### Directive 1
Summarize the mailing list post on fragmented Jabber stanzas in two sentences.
### Directive 2
Write the next part of the mailing list post on fragmented Jabber stanzas, picking up after its final line.

>> Start Text provided

[jdev] My outgoing jabber packet
Anthony Ortiz
anthonypaulo at gmail.com
Fri Mar 11 20:29:40 CST 2005
Hi Joe!!
I think I've taken both of these into account already... For example :
In the event of a fragmented stanza :
[packet 1]
<iq type='result' id='auth1'>
<query xmlns='jabber:iq:auth'>
<username/>
<pass
[/packet1]
[packet 2]
word/>
<digest/>
<resource/>
</query>
</iq>
[/packet2]
It will get packet1, get the root element (<iq>), and look for its end
tag (</iq>). If the end tag is not found, then it will keep reading
the stream until it finds it, which it does in packet2. Ditto in the
event of the stanza being longer than the MTU size :
[packet 1]
<message from='fromid' to='toid' id='someid'>
<body>
...
some long text here
[/packet1]
[packet 2]
continuation of long text here
...
</body>
</message>
<message from='fromid' to='toid' id='someid'>
<body>
... and that's all folks.
</body>
</message>
[/packet2]
Here's a slightly more detailed flow of events :
1) get packet
2) get the root element (<message>), and look for its end tag (</message>).
3) tag not found, save to content buffer (in order to concatenate with
next packet)

>> End Text provided
>> Start Dataset

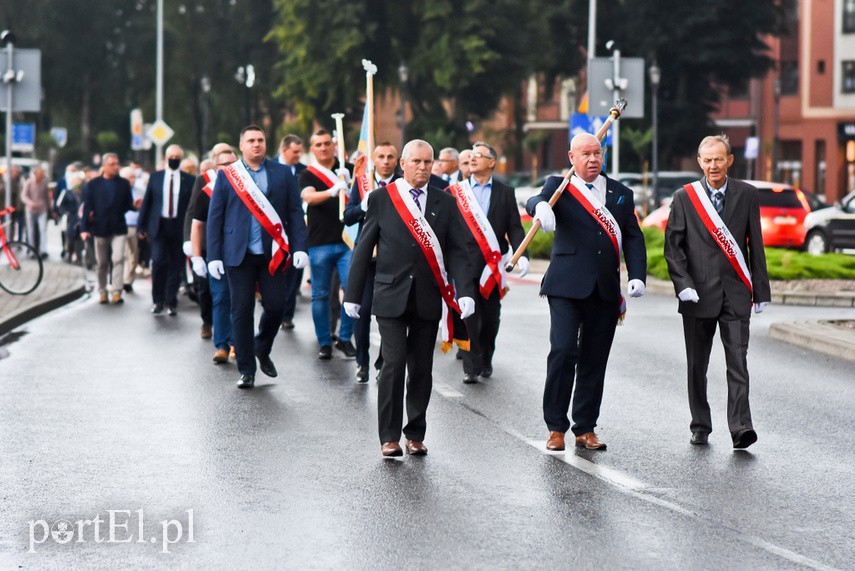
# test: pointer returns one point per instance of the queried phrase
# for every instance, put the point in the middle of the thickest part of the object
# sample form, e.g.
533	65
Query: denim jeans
221	312
322	260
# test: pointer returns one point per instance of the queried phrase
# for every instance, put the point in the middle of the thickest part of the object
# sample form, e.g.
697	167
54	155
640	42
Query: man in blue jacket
242	246
594	221
106	198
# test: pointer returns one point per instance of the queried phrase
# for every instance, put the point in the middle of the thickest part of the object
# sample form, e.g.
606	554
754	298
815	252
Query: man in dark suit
105	200
713	288
582	284
385	159
407	299
290	151
240	247
161	221
498	203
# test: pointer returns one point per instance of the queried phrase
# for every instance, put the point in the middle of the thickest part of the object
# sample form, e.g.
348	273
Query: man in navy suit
240	247
582	285
161	221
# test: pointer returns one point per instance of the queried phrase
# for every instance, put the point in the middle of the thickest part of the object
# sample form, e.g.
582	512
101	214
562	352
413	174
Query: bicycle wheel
23	274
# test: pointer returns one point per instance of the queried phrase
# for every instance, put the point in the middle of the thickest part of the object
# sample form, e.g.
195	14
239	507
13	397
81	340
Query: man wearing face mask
161	221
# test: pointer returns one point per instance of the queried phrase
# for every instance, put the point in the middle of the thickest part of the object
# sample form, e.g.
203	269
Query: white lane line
609	475
446	390
636	489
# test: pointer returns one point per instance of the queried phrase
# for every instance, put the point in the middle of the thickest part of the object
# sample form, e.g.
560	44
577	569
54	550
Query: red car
782	214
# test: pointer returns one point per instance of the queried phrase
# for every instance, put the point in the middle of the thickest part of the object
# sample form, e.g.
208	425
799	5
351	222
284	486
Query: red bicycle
21	268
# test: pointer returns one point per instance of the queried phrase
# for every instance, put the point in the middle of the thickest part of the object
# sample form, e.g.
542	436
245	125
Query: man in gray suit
714	250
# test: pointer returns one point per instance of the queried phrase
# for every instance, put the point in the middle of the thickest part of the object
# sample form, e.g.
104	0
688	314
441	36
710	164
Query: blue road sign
582	123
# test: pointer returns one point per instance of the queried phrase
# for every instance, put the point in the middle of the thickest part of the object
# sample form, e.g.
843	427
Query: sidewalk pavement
63	283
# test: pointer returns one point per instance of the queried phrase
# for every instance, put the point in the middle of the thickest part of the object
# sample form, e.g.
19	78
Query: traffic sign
137	133
582	123
24	137
160	132
60	135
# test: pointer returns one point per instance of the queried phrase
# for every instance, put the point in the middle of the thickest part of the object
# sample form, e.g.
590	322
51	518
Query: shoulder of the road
64	283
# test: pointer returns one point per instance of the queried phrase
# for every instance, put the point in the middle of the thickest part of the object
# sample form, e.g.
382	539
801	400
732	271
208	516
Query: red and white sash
263	211
604	218
485	237
427	240
719	231
210	177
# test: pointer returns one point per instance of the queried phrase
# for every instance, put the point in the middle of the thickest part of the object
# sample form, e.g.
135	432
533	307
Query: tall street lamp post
655	76
403	76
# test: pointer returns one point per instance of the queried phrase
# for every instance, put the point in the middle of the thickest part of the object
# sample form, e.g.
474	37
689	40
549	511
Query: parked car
831	228
783	209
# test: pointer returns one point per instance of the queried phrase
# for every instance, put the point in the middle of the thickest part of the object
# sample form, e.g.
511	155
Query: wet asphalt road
109	408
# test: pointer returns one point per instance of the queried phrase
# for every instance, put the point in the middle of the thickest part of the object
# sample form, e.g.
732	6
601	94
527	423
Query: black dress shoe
362	374
266	365
346	347
744	438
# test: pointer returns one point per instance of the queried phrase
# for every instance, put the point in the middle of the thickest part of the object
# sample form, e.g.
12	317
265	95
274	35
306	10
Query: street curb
36	310
820	336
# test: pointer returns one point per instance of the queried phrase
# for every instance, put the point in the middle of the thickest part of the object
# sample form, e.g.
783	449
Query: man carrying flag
255	230
385	158
492	217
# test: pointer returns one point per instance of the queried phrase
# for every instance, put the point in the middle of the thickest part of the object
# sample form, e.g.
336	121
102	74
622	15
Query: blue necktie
416	192
718	202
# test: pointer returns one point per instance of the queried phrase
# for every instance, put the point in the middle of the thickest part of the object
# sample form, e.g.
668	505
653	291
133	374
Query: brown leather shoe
390	449
416	448
221	356
590	441
556	441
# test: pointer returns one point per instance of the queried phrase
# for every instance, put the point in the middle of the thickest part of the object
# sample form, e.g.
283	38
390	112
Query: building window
848	76
849	16
790	77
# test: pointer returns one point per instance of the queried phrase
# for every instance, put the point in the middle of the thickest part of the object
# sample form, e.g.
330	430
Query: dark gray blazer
696	261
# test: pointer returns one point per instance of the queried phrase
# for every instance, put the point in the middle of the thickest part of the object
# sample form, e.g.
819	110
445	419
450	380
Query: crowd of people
421	245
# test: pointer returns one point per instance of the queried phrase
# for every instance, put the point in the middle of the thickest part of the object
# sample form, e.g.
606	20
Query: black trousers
408	344
362	326
581	335
699	333
483	327
242	281
167	262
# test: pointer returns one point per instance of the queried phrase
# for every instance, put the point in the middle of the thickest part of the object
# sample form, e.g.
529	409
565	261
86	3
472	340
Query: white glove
199	266
467	307
215	268
635	288
300	260
543	212
336	188
688	294
344	174
352	309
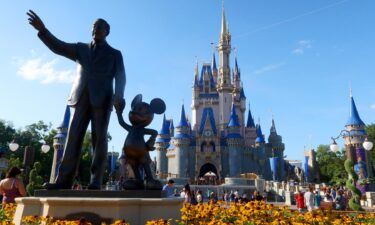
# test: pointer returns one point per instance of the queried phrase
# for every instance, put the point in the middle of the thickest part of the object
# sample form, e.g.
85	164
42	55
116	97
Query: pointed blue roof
233	121
213	62
65	122
236	70
208	113
165	127
206	68
242	93
183	122
260	137
250	121
354	118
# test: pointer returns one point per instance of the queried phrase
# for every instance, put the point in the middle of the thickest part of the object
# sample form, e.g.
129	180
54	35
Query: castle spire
196	75
183	122
273	127
165	127
236	70
233	122
354	118
250	120
224	29
260	137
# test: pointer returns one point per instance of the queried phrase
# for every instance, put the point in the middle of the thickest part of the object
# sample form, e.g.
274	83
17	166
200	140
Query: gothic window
212	146
203	146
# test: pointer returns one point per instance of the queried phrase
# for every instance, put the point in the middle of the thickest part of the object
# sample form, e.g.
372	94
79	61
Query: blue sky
298	59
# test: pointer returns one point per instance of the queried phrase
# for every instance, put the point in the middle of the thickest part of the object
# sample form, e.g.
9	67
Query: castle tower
250	130
214	68
353	142
275	150
181	141
235	144
161	145
59	143
224	84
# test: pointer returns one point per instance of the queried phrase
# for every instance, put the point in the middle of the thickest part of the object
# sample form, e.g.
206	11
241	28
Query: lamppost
353	176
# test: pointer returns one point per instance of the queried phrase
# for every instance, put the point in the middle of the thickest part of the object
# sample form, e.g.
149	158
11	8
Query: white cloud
269	67
43	71
302	45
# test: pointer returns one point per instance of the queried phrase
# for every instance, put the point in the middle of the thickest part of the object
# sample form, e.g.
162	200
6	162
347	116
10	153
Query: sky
298	59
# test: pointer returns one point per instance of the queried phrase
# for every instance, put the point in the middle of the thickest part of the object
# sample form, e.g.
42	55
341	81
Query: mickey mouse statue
135	148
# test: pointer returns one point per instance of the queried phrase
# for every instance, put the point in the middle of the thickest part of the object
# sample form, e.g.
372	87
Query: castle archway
208	169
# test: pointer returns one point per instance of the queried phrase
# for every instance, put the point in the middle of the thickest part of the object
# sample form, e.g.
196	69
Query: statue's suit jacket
97	66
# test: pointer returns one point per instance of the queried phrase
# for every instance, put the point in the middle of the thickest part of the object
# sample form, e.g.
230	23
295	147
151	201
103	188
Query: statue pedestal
97	210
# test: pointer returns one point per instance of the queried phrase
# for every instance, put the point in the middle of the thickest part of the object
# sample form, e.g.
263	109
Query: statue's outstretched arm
57	46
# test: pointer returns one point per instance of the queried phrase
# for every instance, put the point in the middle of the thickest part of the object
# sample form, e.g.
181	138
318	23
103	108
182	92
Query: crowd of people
198	196
312	199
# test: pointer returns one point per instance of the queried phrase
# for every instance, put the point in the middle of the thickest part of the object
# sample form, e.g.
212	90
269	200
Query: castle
217	141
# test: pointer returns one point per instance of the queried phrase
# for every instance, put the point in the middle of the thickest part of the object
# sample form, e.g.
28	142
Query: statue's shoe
56	186
133	184
153	185
93	187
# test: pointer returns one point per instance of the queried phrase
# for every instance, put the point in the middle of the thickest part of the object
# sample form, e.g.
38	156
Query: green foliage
354	202
35	180
331	165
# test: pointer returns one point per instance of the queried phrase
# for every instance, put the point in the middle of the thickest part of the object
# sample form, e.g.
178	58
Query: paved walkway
294	207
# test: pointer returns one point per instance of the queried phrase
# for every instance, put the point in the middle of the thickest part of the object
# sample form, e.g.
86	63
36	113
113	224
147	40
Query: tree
331	165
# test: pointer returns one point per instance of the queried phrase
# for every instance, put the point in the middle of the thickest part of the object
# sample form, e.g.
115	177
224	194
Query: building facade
218	140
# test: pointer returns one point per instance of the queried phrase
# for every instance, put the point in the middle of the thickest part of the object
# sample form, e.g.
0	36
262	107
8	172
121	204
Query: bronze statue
135	148
91	98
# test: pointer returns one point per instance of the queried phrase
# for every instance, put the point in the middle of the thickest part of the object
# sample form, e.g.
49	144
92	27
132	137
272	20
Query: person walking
169	188
187	194
318	199
309	199
12	187
300	200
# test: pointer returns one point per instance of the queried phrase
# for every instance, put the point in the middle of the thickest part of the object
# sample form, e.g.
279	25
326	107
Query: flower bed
252	213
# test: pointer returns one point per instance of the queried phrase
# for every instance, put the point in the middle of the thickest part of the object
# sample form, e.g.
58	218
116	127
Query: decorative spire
165	127
196	74
242	93
236	70
260	137
233	121
213	62
183	122
354	118
273	127
250	120
224	29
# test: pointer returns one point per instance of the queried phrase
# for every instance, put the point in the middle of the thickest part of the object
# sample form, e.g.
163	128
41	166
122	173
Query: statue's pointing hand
35	21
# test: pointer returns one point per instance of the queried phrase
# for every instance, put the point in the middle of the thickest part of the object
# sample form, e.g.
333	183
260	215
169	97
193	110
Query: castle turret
355	137
59	144
250	130
181	141
214	68
235	144
224	84
275	151
161	145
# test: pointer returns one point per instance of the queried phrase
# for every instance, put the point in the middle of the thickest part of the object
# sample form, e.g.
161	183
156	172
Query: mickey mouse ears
157	105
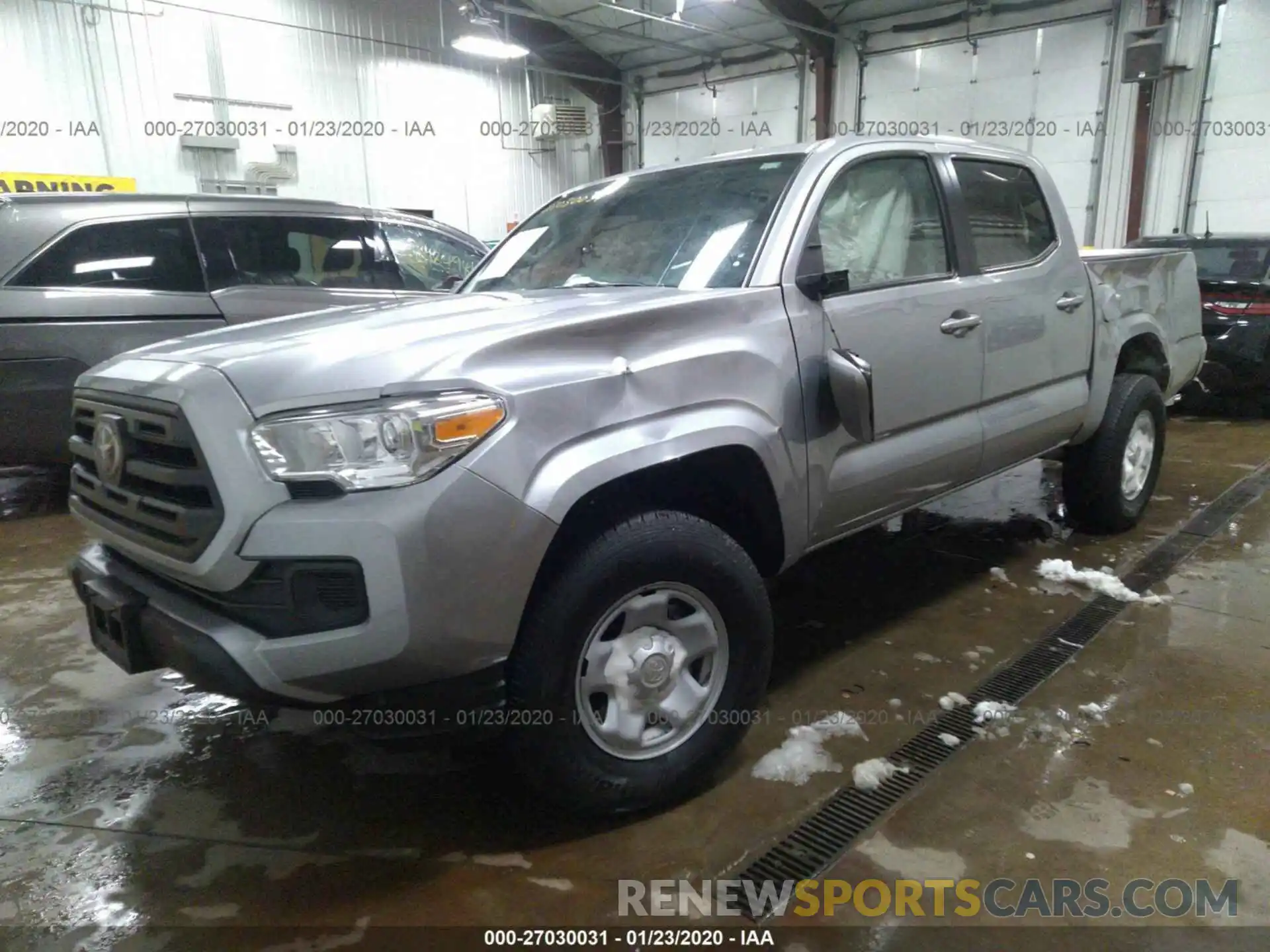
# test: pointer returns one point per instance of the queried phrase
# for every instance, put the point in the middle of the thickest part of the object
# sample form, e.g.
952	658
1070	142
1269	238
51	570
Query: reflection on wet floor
32	491
136	803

>> End Dataset

### Task result 1
Anthony Ortiz writes to Joe that two cases are already taken into account: a stanza fragmented across packets and a stanza longer than the MTU size. In both cases the first packet is read, its root element is found, and the stream keeps being read until the matching end tag turns up, with unfinished content saved to a buffer to be joined with the next packet.

### Task result 2
4) get packet (we're actually going back to step1 here)
5) content buffer contains data, so append packet to current saved
content buffer
6) end tag found in packet, so process content buffer (here is where
you process the entire message stanza)
7) truncate content buffer to contain only any remaining stanzas (in
this case the other message in packet2; the one containing "... and
that's all folks.") and goto step 2
Does this answer your question? The only case where I see this not
working is if the Jabber server sent partial fragments from different
senders :
[packet1]
<message from='JoeSchmoe' to='toid' id='someid'>
<subject>Hi!!!</subject>
[/packet1]
[packet2]
<presence
type='probe'
from='JabberServer'
to='toid'/>
[/packet2]
[packet3]
<body>... and that's all folks.</body>
</message>
[/packet3]
But I *really* doubt that the Jabber specification will allow breaking
up xml fragments this way since there's no way to tell which packet
belongs to who. I thought about this possibility before writing my
client and couldn't find any information regarding it on the web, but
I made this assumption and stuck to it since it's the only way that
made sense. I hope I'm right here, cuz if I'm not then I would be
extremely curious to know of *any* solution to deal with the
alternative.
Hope this answered your questions!! I'll check Jabber-Net to see what
they're doing.
Cheers!
Anthony
p.s. I check for start/end tags via a regular expression with some
added optimization here and there... very fast!
> This won't work, if any of your stanzas get fragmented, either by a
> network element, or because they are longer that one MTU. Either of
> these can happen at any time, but won't show up in testing with small
> packets on a local machine.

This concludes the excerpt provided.